[Natural language region descriptions]

+-------+

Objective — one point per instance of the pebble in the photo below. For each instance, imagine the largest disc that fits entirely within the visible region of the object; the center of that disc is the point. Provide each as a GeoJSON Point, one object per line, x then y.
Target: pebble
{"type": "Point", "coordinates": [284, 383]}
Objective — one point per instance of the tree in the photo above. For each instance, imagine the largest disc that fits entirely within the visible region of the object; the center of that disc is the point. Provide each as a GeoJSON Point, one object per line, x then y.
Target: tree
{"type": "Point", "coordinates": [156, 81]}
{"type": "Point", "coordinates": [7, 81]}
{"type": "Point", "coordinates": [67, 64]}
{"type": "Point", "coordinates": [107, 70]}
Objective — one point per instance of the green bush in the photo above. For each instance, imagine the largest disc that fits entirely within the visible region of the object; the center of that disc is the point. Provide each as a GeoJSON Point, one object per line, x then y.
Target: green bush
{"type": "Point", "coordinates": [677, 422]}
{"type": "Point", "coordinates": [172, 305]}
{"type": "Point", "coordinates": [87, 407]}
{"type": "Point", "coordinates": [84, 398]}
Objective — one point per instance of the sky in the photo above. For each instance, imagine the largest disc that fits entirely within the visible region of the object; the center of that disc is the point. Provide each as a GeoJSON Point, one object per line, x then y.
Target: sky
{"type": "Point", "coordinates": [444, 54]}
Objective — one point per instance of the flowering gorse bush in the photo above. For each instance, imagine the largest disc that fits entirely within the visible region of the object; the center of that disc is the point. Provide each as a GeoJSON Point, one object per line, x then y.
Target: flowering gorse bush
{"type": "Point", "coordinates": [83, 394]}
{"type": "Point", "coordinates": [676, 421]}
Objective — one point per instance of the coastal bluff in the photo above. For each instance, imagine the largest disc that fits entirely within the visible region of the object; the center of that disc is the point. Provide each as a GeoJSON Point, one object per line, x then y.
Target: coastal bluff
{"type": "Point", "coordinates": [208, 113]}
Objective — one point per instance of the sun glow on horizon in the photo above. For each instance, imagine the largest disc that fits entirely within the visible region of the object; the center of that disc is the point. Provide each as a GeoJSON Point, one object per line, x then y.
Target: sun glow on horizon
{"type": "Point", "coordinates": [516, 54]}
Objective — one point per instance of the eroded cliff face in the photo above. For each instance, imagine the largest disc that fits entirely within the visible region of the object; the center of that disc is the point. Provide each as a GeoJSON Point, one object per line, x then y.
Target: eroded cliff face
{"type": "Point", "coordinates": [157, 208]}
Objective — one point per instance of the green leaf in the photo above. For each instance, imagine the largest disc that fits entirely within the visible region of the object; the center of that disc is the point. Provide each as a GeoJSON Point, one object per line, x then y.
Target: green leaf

+-------+

An exact retyping of every line in the records is needed.

EXERCISE RESPONSE -
Objective — one point per instance of the pebble in the photo below. For each instance, imagine the largest disc that fits entirely within the visible region of the object; the center of that disc is the point. Provide each as a GeoJSON Point, one object per line, x then y.
Target: pebble
{"type": "Point", "coordinates": [284, 383]}
Objective — one point per instance of the tree in the photo above. For each instance, imagine the largest disc that fits entirely within the visible region of the object; the center of that disc is the point. Provide each as a GeoJSON Point, one object per line, x then y.
Target: tree
{"type": "Point", "coordinates": [156, 81]}
{"type": "Point", "coordinates": [7, 81]}
{"type": "Point", "coordinates": [67, 64]}
{"type": "Point", "coordinates": [107, 70]}
Objective — one point per instance of the green bush in the photo above. For each instance, imagine the largest disc that fits entirely within the visible region of the object; the center of that disc is the point. Provide each as a GeoJSON Point, one object per line, x then y.
Target: green bush
{"type": "Point", "coordinates": [677, 422]}
{"type": "Point", "coordinates": [172, 305]}
{"type": "Point", "coordinates": [87, 407]}
{"type": "Point", "coordinates": [84, 398]}
Objective — one point per instance of the sky in the photo above. For each instance, imagine the largest disc that fits entirely within the visible region of the object; the center of that disc is the point. Provide each as a GeoJSON Point, one object per line, x then y.
Target: sky
{"type": "Point", "coordinates": [444, 54]}
Objective — one point per instance of the flowering gorse bush in the photo above. For each instance, imagine the largest disc that fits entirely within the visible region of the object; the center of that disc is the point. Provide each as a GeoJSON Point, one object per line, x then y.
Target: flowering gorse bush
{"type": "Point", "coordinates": [83, 394]}
{"type": "Point", "coordinates": [676, 421]}
Objective — one point per instance of the coastal bluff in the photo above. For each instance, imagine the largest disc that fits entirely within the visible region of the object; the center of that disc is the point. Provide each as a GeoJSON Point, one object per line, x then y.
Target: coastal bluff
{"type": "Point", "coordinates": [208, 113]}
Objective — one point per instance of the sun glow on horizon in the photo above. For each instance, imagine the largest disc that fits entirely within the visible region of the object; the center of that disc is the point. Provide each as a GeoJSON Point, one object per line, x then y.
Target: sun glow on horizon
{"type": "Point", "coordinates": [516, 54]}
Objective — one point per instance of the eroded cliff face in the photo above. For each instance, imagine the largest disc that fits entirely within the visible region of the object; the center of that disc is the point. Provide each as a GeoJSON Point, one object per line, x then y.
Target: eroded cliff face
{"type": "Point", "coordinates": [157, 208]}
Objective — one point per instance of the green leaf in the photo above. For each instance, imagine the largest disc that fits entirely within the visible region of the object; the center of that disc is the point. Provide each as a GeoJSON Point, one object per line, x then y.
Target: green leaf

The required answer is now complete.